◆ WHAT IS NEEDED: An exact transcription of the entries is required, with none of the pictures carried over.

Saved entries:
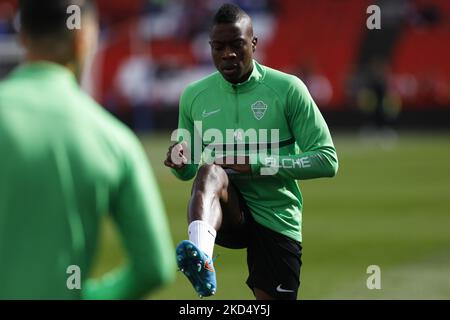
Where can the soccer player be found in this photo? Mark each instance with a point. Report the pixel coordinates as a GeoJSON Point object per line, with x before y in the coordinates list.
{"type": "Point", "coordinates": [65, 163]}
{"type": "Point", "coordinates": [239, 205]}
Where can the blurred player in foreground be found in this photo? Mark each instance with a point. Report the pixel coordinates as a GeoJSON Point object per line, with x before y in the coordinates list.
{"type": "Point", "coordinates": [236, 205]}
{"type": "Point", "coordinates": [65, 163]}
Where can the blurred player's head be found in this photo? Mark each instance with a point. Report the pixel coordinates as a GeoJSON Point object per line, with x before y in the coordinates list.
{"type": "Point", "coordinates": [48, 32]}
{"type": "Point", "coordinates": [232, 43]}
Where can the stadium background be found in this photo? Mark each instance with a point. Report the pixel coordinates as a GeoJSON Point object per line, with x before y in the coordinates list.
{"type": "Point", "coordinates": [385, 94]}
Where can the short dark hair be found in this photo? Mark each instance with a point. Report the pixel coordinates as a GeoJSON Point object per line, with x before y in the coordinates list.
{"type": "Point", "coordinates": [228, 13]}
{"type": "Point", "coordinates": [49, 17]}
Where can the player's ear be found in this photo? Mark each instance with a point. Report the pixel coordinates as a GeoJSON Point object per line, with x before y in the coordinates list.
{"type": "Point", "coordinates": [254, 42]}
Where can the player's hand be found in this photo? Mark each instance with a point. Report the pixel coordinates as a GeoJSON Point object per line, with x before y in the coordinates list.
{"type": "Point", "coordinates": [175, 157]}
{"type": "Point", "coordinates": [237, 163]}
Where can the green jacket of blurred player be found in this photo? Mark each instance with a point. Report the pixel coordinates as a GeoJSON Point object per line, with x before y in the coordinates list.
{"type": "Point", "coordinates": [65, 163]}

◆ YOUR RESPONSE:
Where can the soccer player be found in this photo? Mark each instance with a point. Report the pixel coordinates as a GeoJSON Point object per line, with x before y in the coordinates list.
{"type": "Point", "coordinates": [65, 163]}
{"type": "Point", "coordinates": [239, 205]}
Where can the blurred player in foreground be found in this photo? Mark each instance with a point. Report the pixel coordinates as a GeoJSON Point object per line, with x before y in the coordinates list.
{"type": "Point", "coordinates": [236, 205]}
{"type": "Point", "coordinates": [65, 163]}
Where can the blurred player's head be found in this photo? Mark each instance with a point. Report the pixel coordinates as a GeoJSON Point object per line, with x before y in the coordinates list.
{"type": "Point", "coordinates": [48, 32]}
{"type": "Point", "coordinates": [232, 43]}
Where can the stadium background be found in this photo? Mark each instance with a point. Report the pixel coordinates as a GeoJSON Point object per line, with x before y in the coordinates list.
{"type": "Point", "coordinates": [385, 94]}
Where can the short dark hair be found in this photo? Mark each instance with a point. Report the pixel coordinates as a GeoJSON Point object per line, with x before y in the coordinates list.
{"type": "Point", "coordinates": [228, 13]}
{"type": "Point", "coordinates": [49, 17]}
Where can the player's ear be found in this photo? Mark each instance with a point. Report the pixel coordinates as a GeoJSON Point object per line, with x before y in the coordinates list.
{"type": "Point", "coordinates": [254, 42]}
Where can the player's hand be found in this photo? Mark each instance with a point. Report the pixel coordinates as a GeoJSON Point object per line, with x before y in the coordinates list.
{"type": "Point", "coordinates": [175, 157]}
{"type": "Point", "coordinates": [237, 163]}
Where can the green jacket of blurred player be found in this photo? Mark each instance with a point. Report the pixel coordinates as a GeoJSON Point object per line, with x before y in the coordinates list.
{"type": "Point", "coordinates": [65, 163]}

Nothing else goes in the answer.